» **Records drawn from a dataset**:
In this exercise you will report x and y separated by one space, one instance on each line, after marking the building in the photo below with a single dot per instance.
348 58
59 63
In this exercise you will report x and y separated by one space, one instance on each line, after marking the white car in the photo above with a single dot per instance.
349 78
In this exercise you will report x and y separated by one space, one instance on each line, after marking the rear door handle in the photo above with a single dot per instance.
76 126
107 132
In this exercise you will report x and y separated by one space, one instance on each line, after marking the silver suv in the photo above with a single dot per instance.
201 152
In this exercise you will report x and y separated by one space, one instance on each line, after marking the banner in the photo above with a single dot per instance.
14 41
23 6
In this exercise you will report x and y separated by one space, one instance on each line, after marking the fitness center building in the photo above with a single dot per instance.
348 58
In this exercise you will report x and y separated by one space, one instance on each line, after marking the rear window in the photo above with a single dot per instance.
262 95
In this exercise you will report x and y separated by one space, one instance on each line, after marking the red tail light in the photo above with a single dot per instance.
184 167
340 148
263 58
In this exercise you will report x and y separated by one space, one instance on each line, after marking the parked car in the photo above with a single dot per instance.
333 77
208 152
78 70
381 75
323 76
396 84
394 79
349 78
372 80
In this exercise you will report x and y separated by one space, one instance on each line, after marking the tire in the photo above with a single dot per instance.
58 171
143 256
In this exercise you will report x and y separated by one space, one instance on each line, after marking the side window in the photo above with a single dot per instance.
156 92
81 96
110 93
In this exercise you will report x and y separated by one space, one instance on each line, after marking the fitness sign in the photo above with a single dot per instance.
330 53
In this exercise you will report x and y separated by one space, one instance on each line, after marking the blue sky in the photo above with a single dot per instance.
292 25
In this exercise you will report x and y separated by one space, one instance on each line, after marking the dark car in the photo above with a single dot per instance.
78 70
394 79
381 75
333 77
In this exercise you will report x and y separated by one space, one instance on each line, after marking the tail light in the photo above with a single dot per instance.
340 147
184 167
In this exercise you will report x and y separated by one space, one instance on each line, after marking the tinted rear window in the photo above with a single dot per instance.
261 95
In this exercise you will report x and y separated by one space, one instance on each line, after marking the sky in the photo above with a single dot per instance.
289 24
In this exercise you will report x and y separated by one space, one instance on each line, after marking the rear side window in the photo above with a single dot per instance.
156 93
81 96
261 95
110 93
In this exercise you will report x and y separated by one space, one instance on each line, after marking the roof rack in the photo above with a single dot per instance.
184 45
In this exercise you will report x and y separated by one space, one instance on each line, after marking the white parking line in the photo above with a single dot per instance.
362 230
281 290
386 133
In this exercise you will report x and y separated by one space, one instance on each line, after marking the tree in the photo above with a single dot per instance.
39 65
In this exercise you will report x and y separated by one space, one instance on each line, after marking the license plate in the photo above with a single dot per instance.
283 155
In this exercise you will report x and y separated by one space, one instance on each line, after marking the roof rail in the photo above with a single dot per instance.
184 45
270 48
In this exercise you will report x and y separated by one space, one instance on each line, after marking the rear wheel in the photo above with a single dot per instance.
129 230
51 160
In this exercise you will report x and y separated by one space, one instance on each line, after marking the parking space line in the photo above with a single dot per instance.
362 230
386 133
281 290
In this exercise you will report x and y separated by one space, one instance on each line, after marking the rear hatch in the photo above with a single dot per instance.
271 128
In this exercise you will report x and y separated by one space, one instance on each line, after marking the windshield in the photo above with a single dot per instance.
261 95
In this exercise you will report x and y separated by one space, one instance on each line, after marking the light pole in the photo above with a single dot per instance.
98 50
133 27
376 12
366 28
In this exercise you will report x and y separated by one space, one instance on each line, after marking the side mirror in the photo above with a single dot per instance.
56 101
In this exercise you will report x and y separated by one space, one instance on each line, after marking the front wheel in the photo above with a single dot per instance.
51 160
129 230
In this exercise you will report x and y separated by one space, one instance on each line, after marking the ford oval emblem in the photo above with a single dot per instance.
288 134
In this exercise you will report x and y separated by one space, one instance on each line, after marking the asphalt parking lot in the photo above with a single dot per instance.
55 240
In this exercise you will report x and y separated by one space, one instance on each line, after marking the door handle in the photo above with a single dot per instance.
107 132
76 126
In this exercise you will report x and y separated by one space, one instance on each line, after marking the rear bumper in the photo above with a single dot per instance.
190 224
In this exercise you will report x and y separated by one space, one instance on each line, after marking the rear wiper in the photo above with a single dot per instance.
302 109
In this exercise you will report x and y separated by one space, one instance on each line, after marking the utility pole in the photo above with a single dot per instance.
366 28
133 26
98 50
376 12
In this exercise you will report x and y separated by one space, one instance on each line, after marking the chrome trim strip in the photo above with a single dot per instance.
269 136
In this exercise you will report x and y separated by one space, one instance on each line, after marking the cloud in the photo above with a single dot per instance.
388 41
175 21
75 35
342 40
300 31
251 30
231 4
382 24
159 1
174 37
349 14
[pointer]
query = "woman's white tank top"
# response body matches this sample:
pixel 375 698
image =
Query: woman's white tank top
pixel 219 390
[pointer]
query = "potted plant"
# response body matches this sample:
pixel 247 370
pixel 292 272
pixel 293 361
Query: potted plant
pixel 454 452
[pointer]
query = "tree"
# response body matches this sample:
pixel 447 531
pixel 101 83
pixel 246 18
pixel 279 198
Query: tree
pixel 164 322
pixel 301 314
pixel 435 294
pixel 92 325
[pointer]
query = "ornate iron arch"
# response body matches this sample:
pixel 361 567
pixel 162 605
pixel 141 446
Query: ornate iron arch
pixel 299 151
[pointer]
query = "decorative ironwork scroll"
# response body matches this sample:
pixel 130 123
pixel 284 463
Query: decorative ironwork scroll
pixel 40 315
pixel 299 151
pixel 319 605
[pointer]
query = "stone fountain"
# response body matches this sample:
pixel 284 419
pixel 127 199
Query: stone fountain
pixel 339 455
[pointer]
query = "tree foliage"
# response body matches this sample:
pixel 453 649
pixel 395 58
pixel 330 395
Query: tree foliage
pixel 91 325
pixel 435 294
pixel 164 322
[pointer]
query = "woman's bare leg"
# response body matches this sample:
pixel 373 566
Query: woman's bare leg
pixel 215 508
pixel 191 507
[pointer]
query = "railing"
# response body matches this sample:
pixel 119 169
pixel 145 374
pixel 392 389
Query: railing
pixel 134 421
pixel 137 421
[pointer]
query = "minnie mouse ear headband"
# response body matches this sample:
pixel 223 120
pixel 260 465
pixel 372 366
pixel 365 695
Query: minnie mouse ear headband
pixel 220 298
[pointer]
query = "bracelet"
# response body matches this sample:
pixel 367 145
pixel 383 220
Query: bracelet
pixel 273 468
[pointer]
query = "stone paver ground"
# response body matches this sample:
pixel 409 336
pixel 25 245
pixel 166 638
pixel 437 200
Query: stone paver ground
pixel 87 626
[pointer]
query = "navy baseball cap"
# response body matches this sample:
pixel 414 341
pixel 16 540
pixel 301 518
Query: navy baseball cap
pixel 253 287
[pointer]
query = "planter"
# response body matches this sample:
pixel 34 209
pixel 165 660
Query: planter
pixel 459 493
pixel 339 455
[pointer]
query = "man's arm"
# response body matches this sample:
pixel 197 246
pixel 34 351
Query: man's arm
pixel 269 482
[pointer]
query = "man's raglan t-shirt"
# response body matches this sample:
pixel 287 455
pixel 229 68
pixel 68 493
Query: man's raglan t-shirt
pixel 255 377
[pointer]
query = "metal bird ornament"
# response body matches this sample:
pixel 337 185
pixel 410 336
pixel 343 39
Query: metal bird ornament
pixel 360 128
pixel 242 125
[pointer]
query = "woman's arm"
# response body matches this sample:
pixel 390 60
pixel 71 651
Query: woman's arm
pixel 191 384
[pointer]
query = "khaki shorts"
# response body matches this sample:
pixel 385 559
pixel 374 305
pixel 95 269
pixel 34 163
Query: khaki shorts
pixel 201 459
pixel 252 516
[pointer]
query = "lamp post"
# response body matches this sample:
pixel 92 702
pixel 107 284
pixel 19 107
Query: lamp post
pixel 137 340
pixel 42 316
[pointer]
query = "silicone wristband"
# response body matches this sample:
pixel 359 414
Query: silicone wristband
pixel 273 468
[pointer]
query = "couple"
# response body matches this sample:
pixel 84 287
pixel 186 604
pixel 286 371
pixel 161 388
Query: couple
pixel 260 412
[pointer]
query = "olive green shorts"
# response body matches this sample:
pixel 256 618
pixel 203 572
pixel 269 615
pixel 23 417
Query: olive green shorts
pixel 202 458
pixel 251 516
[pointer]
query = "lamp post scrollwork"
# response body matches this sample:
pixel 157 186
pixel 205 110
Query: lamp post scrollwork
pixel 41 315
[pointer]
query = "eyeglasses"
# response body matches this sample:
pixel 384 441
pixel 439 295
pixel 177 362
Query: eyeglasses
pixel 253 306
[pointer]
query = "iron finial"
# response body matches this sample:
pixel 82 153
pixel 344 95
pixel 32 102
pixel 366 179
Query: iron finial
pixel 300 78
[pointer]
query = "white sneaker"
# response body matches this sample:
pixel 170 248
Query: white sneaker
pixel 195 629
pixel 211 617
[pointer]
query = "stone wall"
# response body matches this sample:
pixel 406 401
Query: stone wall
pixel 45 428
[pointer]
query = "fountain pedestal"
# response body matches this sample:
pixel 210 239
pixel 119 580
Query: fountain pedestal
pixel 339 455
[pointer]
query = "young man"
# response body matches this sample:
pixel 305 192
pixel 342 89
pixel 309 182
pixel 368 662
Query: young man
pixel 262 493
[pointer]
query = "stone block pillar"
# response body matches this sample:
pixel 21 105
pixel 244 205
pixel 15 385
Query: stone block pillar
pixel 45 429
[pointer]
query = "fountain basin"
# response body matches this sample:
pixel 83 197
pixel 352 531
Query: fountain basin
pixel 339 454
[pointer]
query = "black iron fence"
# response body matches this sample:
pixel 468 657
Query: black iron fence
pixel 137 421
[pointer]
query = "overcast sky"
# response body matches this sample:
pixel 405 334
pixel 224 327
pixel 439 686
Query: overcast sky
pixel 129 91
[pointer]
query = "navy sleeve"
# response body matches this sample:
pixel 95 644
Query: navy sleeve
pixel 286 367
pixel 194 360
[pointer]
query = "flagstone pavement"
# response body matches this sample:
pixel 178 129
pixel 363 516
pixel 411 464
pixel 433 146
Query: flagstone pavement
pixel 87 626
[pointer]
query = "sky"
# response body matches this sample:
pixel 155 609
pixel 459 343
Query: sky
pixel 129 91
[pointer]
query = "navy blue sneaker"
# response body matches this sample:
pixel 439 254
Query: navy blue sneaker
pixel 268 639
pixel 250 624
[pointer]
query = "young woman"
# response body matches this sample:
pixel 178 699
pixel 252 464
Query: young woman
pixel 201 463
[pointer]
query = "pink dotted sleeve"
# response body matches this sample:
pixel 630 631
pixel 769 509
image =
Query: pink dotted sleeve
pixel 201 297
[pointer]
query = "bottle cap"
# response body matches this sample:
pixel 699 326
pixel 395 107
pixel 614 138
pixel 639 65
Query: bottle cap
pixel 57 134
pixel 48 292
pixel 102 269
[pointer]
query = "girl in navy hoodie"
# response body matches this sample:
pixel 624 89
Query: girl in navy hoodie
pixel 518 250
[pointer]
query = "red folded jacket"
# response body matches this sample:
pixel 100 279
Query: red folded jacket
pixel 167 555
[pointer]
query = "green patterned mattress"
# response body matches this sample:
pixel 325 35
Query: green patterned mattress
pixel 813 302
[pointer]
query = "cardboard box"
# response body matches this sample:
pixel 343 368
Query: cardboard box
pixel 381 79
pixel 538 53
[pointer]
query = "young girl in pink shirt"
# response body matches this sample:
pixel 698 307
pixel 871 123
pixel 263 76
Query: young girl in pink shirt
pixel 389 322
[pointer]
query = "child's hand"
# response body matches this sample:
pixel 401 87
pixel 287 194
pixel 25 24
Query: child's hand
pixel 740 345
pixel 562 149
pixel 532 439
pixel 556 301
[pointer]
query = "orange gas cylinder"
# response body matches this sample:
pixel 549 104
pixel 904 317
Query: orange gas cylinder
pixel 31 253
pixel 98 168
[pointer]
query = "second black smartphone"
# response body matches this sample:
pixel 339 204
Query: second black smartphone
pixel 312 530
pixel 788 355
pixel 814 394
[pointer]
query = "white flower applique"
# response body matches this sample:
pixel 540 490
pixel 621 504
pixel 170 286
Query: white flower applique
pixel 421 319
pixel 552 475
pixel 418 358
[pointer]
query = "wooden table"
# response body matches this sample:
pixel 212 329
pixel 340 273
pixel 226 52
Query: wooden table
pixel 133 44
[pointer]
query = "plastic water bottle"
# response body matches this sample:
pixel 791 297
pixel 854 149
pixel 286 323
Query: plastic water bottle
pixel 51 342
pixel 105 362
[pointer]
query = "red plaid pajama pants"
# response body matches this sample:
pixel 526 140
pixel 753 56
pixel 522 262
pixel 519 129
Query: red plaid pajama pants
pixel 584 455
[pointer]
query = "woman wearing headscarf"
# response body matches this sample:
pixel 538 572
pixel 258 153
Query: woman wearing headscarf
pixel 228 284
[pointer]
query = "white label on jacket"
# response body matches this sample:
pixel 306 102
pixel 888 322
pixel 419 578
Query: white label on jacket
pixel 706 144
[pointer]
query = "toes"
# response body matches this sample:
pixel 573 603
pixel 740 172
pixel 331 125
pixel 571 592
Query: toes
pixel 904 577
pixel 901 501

» **To do**:
The required output is the exact run of lines from the one with "pixel 306 102" through the final line of the entries.

» **Solution below**:
pixel 306 102
pixel 888 322
pixel 419 578
Query: white label on jacket
pixel 706 144
[pointer]
query = "toes"
# response body matches this sample:
pixel 573 603
pixel 740 172
pixel 331 125
pixel 571 592
Query: toes
pixel 904 577
pixel 901 501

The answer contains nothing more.